— Start —

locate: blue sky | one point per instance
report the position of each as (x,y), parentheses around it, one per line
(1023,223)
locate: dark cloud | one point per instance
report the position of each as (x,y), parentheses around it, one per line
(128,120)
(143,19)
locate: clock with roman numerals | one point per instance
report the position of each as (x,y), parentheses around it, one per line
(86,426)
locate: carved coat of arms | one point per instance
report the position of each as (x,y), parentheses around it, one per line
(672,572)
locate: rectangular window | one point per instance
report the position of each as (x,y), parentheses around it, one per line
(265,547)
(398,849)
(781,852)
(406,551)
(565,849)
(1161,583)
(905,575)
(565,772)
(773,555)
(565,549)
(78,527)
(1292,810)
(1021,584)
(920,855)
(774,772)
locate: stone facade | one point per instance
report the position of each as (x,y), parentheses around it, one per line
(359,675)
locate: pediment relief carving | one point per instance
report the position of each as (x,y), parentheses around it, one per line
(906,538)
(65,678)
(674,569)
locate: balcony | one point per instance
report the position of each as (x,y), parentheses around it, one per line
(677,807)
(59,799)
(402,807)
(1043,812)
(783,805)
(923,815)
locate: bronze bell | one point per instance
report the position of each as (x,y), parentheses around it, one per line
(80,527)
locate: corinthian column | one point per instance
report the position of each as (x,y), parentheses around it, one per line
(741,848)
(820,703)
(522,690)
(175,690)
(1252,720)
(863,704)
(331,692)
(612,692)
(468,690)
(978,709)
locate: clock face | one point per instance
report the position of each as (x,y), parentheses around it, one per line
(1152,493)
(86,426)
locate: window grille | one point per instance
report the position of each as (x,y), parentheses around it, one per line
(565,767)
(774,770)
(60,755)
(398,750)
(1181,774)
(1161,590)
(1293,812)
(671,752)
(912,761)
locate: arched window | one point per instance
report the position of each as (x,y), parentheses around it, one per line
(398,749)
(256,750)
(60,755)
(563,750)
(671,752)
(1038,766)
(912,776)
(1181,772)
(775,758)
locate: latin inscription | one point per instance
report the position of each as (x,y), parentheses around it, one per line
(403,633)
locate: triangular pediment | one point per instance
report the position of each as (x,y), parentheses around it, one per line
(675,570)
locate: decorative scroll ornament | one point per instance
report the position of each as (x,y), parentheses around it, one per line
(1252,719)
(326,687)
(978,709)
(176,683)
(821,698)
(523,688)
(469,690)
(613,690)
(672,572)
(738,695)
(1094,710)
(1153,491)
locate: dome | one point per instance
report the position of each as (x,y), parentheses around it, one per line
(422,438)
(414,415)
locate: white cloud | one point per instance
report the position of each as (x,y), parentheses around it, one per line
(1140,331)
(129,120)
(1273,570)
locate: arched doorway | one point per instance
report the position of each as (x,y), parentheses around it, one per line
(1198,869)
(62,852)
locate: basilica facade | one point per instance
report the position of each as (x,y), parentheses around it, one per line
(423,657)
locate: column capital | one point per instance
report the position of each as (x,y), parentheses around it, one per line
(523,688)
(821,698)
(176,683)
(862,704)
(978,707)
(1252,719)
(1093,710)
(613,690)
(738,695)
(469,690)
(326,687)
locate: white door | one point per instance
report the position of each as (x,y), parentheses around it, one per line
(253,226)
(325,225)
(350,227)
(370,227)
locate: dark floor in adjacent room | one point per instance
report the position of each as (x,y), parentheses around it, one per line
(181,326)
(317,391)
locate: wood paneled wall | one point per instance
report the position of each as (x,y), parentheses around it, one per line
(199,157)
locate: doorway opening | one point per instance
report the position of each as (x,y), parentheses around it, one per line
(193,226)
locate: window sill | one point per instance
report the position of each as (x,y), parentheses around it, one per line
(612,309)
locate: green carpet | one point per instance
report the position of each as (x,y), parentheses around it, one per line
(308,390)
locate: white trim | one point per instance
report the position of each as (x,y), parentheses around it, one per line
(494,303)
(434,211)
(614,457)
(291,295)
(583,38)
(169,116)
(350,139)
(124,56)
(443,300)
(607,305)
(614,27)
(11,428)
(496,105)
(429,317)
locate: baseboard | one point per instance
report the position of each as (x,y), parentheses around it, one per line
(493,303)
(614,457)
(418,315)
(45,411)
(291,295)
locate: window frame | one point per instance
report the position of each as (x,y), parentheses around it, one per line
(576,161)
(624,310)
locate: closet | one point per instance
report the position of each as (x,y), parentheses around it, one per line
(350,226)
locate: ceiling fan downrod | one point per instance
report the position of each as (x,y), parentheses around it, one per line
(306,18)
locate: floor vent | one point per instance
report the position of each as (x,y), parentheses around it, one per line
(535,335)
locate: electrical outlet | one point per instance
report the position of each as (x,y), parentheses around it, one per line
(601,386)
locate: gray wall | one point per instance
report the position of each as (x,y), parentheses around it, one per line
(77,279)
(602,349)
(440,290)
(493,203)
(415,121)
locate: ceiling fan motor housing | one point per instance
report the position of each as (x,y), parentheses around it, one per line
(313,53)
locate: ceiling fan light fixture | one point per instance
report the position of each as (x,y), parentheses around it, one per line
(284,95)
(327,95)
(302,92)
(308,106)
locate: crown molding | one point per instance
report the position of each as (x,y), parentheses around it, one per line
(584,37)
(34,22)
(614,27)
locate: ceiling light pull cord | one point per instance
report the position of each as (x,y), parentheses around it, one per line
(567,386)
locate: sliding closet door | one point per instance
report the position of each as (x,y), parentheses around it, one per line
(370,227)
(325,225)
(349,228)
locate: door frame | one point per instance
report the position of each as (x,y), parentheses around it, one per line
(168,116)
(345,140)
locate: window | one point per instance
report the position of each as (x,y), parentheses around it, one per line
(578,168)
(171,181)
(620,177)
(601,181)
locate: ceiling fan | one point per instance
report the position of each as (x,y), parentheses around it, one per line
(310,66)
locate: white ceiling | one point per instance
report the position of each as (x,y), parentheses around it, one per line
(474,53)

— End —

Exercise objective:
Copy every line of the records above word for word, in the same order.

Problem solution:
locate: blue sky | one point per instance
report the position of each as (x,y), parentheses around it, one per line
(1023,223)
locate: dark cloud | one point per instance
report the position of each as (x,y), parentheses around it, one per line
(128,120)
(143,19)
locate: clock with roman numerals | one point per instance
report the position of each as (x,y), parentheses around it, one per line
(86,426)
locate: carved coat of arms | one point per instance
report the position of each as (x,y), parentheses around it, one per line
(672,572)
locate: rectangular window | one point per instance
report the position of each as (x,y), parentheses around it, one per line
(265,547)
(398,849)
(781,852)
(406,551)
(565,849)
(1161,583)
(905,575)
(565,772)
(773,555)
(565,549)
(78,527)
(1292,810)
(1021,584)
(920,855)
(774,772)
locate: stone facade | one point per instance
report the position of each as (x,y), parentheses around it, one per line
(359,675)
locate: pediment relief carving | one point per instance
report the position of each as (x,y), parentheses around it, one per line
(906,538)
(65,678)
(674,569)
locate: balcony | one point per instance
report the position of each as (x,y), parentheses around it, one per line
(677,807)
(59,799)
(402,807)
(1043,812)
(783,805)
(923,815)
locate: bronze bell | one point per instance
report the position of each as (x,y), parentheses around it, one per line
(80,527)
locate: corinthian column | one point per instance
report the position of each as (x,y), parentheses around it, one per line
(741,848)
(820,703)
(522,690)
(175,690)
(1252,720)
(863,704)
(331,692)
(612,692)
(468,690)
(978,709)
locate: clock face | one point per instance
report the position of each as (x,y), parentheses around it, one per line
(1152,493)
(86,426)
locate: window grille | one point per instance
report the position of each as (x,y), parentheses around it, one per line
(565,767)
(774,770)
(60,755)
(398,750)
(1181,774)
(1161,590)
(1293,812)
(671,752)
(912,761)
locate: arched window | one point per instance
report the position of each as (x,y), parentheses around it, one per line
(398,749)
(256,750)
(60,755)
(563,750)
(671,752)
(1038,766)
(912,776)
(1181,772)
(775,758)
locate: latin inscription | one point per instance
report the position of each as (x,y), parentheses around it, one per line
(403,633)
locate: triangular pediment | one point per instance
report the position of each as (x,y), parentheses around it, one per line
(675,570)
locate: decorative scroll ornament | one point per instance
report the position of each as (x,y), parentheses around it, one per line
(1252,719)
(326,687)
(978,709)
(176,683)
(821,698)
(523,688)
(469,690)
(613,690)
(672,572)
(738,695)
(1094,710)
(1153,491)
locate: dome | one point per instance
report the position of each as (x,y), parentheses around it, one per line
(422,438)
(414,415)
locate: white cloud | one point per instance
report the position of each as (x,y), parentheses around it, one per line
(1140,331)
(129,120)
(1273,570)
locate: arched doorway | one point per instance
report the position of each as (x,y), parentheses around it, one per line
(1198,869)
(62,852)
locate: basilica facade | one point per instance
report the position of each as (x,y), parentheses around it, one per line
(423,657)
locate: column capital | one point per instance
report the position of each as (x,y), parentheses around it, one per line
(523,688)
(821,698)
(176,683)
(862,704)
(978,707)
(1252,719)
(1093,710)
(613,690)
(738,695)
(469,690)
(326,687)
locate: white door | one point per instance
report the position of each as (x,y), parentheses around it, one per line
(253,226)
(325,225)
(350,227)
(370,227)
locate: dark floor in adjacent room | one point per instance
report the position of each as (x,y), parentheses around it, one per line
(181,326)
(317,391)
locate: wood paneled wall | one point per instance
report the position of each as (x,y), parentheses around it, one per line
(199,157)
locate: doorway opening | one point per instance
report the position of each as (x,y), parentheses around it, one per line
(193,226)
locate: window sill | one point per instance
report the position of each as (x,y), parentheses around it, one per line
(612,309)
locate: green carpet | one point per instance
report the position of each as (x,y), parentheses around it, one per line
(308,390)
locate: white trim | one point per instance
report the position of each as (x,y), parentheses around it, one per line
(494,303)
(434,211)
(614,457)
(291,295)
(583,38)
(169,116)
(350,139)
(124,56)
(443,300)
(607,305)
(614,27)
(11,428)
(496,105)
(429,317)
locate: baseboard | one point per instance
report the position of each as (x,y), parentheses around it, one per line
(493,303)
(614,457)
(418,315)
(45,411)
(291,295)
locate: window frame | one point per instance
report the position of each as (x,y), parentheses around it, one per line
(576,161)
(624,310)
locate: closet | one point per instance
report the position of each as (x,y), parentheses around it, one per line
(350,226)
locate: ceiling fan downrod | one point per instance
report the position of each as (x,y), parentheses around it, one per line
(306,18)
locate: floor vent | one point per instance
report the position of each as (x,y), parentheses around it, one per line
(535,335)
locate: electrical outlet | one point per instance
report the position of each as (x,y), parentheses around it, one per line
(601,386)
locate: gray wall | one point per instance
report the position of each as (x,y), parentheses around it, one per line
(77,279)
(602,349)
(440,290)
(493,203)
(415,121)
locate: ceiling fan motor housing | one point per instance
report the position of each as (x,y), parentheses around it, one per line
(313,53)
locate: ceiling fan light fixture | one point per instance
report the position of each as (x,y), parentheses around it, one per line
(284,95)
(327,95)
(302,92)
(308,106)
locate: crown molding | one point per instance
report the position of each as (x,y), parentheses around it, one per line
(584,37)
(34,22)
(614,27)
locate: ceiling light pull cord | one point per instance
report the position of each as (x,y), parentheses around it, one per line
(567,386)
locate: sliding closet door | one point per instance
report the position of each as (x,y), parentheses around it, one per line
(370,227)
(325,225)
(349,228)
locate: door frame | one point per instance
report the position of each as (x,y), parentheses around it, one per line
(168,116)
(345,140)
locate: window | one point per instance
report the position of each as (x,y), parentheses around it, one per line
(578,168)
(171,181)
(620,177)
(601,181)
locate: ceiling fan | one point per instance
report the position of each as (x,y), parentheses around it, one per line
(310,66)
locate: white ceiling | one point per instance
report the position of each as (x,y), parentheses around it, one per line
(474,53)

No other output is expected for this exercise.